— begin RECORD EXTRACTS —

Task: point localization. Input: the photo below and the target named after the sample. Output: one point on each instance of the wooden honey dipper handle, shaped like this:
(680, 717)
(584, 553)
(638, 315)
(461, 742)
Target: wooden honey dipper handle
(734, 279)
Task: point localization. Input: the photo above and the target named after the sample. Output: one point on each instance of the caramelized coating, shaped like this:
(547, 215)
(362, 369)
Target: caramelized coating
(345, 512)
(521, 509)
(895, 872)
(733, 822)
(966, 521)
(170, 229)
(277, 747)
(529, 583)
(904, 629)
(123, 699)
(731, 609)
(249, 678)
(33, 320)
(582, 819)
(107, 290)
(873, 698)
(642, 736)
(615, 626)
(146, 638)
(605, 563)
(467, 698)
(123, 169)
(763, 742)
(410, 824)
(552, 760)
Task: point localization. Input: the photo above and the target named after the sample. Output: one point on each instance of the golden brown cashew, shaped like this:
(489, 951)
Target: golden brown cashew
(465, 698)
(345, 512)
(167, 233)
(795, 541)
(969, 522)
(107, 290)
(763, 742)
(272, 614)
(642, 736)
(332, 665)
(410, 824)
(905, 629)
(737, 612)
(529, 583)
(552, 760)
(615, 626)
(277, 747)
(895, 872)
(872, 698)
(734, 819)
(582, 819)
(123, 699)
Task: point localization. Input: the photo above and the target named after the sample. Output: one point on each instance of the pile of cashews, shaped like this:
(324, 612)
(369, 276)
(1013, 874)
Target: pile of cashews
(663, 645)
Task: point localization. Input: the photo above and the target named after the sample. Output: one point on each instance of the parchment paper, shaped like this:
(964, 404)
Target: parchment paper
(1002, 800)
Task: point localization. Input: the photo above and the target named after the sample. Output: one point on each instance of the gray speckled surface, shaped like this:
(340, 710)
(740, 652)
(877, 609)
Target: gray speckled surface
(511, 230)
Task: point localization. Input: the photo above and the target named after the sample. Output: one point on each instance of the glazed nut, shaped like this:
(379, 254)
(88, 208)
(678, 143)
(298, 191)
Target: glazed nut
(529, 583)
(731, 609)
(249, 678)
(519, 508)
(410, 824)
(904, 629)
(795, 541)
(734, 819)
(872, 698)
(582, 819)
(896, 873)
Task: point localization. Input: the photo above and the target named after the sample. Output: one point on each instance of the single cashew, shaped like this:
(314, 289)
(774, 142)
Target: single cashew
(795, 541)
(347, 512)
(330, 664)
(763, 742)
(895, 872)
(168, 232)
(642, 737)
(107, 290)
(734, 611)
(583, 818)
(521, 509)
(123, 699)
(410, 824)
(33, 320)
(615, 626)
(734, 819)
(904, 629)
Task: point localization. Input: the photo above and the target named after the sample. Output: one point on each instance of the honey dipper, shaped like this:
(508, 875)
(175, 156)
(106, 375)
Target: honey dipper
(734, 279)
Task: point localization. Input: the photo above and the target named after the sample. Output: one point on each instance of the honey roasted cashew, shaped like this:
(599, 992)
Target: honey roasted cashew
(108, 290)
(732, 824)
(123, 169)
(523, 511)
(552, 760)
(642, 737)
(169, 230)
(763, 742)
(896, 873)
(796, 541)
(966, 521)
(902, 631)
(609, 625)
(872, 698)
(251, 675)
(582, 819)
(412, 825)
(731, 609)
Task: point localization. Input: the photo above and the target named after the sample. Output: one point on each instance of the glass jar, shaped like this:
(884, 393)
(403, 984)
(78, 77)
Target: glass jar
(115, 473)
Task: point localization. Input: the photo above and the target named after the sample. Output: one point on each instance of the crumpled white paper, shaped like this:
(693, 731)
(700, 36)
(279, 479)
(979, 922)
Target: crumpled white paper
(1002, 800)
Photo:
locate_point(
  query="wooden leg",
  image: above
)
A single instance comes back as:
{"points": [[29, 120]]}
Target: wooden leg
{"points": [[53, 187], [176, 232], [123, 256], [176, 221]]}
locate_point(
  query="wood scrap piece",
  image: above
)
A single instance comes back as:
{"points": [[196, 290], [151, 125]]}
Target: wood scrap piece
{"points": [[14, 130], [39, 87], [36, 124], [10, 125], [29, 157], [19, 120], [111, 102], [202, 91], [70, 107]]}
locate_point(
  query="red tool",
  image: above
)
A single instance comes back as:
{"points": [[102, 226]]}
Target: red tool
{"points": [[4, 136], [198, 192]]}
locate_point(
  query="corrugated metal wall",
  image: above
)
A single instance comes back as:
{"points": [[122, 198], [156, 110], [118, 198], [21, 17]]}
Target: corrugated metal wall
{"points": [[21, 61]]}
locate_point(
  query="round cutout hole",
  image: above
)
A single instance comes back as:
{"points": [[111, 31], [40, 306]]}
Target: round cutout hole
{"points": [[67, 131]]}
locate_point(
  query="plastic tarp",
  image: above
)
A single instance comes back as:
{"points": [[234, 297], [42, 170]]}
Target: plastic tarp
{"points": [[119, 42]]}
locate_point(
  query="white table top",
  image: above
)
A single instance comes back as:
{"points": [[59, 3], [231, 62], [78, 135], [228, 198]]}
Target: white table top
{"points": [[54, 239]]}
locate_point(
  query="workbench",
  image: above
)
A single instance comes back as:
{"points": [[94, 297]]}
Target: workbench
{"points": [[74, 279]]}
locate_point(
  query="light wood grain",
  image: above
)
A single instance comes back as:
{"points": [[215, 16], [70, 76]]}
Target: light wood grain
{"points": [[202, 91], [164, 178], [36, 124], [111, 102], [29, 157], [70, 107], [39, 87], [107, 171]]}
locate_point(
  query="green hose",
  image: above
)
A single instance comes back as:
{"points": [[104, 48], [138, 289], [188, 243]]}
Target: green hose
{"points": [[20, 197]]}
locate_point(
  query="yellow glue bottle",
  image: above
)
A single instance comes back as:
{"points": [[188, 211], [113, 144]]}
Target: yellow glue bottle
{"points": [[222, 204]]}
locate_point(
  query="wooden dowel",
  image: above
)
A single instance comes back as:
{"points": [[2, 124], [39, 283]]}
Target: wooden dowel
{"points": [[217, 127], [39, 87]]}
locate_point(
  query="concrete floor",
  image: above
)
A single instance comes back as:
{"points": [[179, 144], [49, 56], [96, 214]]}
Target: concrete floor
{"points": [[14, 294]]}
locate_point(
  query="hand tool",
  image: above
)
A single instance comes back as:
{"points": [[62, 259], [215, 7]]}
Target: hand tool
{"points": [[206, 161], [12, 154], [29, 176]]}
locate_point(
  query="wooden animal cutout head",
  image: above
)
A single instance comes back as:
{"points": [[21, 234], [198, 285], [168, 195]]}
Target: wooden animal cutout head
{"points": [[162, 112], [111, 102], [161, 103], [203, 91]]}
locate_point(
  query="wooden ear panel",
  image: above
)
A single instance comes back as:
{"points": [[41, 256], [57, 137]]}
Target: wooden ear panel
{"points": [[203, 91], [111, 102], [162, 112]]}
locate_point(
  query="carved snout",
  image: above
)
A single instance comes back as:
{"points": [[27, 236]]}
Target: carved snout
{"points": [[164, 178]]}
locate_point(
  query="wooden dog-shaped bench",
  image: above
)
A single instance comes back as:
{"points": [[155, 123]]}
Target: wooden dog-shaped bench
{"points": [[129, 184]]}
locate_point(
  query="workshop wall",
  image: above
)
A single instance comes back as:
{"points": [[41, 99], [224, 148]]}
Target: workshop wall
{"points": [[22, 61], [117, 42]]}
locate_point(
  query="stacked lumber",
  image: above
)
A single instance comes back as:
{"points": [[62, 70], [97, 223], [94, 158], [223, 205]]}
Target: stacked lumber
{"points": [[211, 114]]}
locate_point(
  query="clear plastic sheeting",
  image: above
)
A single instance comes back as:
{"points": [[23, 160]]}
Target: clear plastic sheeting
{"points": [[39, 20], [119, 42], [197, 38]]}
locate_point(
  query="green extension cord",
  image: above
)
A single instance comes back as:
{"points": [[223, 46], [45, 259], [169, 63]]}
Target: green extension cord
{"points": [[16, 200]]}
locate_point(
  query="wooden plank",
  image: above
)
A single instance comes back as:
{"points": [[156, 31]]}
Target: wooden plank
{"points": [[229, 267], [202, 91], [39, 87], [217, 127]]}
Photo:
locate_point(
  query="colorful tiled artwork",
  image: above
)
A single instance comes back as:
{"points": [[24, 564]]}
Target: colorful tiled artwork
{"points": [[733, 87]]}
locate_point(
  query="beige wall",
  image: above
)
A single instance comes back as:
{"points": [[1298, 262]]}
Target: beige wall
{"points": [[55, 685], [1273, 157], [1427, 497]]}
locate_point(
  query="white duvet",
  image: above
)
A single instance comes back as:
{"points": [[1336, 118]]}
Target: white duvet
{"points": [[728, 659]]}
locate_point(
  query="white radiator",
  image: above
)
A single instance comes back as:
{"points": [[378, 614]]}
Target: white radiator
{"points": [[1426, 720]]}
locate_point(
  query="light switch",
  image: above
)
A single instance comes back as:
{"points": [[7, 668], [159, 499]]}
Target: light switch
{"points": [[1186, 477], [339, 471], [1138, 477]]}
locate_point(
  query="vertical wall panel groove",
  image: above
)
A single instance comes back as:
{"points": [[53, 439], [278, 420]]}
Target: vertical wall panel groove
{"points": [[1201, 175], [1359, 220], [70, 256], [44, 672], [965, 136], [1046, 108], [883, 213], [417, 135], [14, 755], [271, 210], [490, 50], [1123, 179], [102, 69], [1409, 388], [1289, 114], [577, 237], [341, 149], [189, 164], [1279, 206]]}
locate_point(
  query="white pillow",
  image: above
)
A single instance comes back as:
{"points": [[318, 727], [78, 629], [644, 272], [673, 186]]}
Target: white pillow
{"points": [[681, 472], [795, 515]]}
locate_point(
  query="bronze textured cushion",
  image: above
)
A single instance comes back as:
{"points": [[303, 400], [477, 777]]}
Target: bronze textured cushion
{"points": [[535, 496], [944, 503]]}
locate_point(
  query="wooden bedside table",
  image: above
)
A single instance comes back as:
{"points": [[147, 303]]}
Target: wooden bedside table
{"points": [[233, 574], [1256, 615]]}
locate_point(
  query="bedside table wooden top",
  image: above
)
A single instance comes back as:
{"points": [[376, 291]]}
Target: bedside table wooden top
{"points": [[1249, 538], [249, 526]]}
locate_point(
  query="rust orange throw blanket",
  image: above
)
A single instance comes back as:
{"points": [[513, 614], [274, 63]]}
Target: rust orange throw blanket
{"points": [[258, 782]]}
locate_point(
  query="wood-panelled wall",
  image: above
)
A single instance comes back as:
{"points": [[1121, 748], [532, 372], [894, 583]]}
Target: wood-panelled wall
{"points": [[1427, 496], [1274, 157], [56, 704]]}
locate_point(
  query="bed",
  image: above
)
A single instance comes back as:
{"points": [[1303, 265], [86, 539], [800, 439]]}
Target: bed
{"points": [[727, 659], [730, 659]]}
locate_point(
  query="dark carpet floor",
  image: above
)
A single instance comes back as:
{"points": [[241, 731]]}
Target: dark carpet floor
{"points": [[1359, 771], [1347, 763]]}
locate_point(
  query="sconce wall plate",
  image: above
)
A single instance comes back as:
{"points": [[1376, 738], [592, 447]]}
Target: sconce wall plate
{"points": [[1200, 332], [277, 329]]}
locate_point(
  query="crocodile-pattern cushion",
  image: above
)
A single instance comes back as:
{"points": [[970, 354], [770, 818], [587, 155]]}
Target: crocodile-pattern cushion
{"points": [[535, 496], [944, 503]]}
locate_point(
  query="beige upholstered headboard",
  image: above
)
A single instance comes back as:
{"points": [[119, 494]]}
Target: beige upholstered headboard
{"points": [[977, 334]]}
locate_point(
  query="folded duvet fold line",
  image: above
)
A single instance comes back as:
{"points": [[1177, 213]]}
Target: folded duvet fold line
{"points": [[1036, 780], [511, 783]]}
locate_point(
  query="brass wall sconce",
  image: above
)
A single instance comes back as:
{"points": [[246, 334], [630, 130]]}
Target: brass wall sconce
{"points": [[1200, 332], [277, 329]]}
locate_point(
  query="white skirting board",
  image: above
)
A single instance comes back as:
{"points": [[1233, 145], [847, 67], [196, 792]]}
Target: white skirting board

— end RECORD EXTRACTS —

* _DIRECTIONS FOR THIS TASK_:
Gather every line in the records above that contains the word "metal", and copy each such line in full.

* _TASK ANSWER_:
  query="corrugated metal wall",
Target: corrugated metal wall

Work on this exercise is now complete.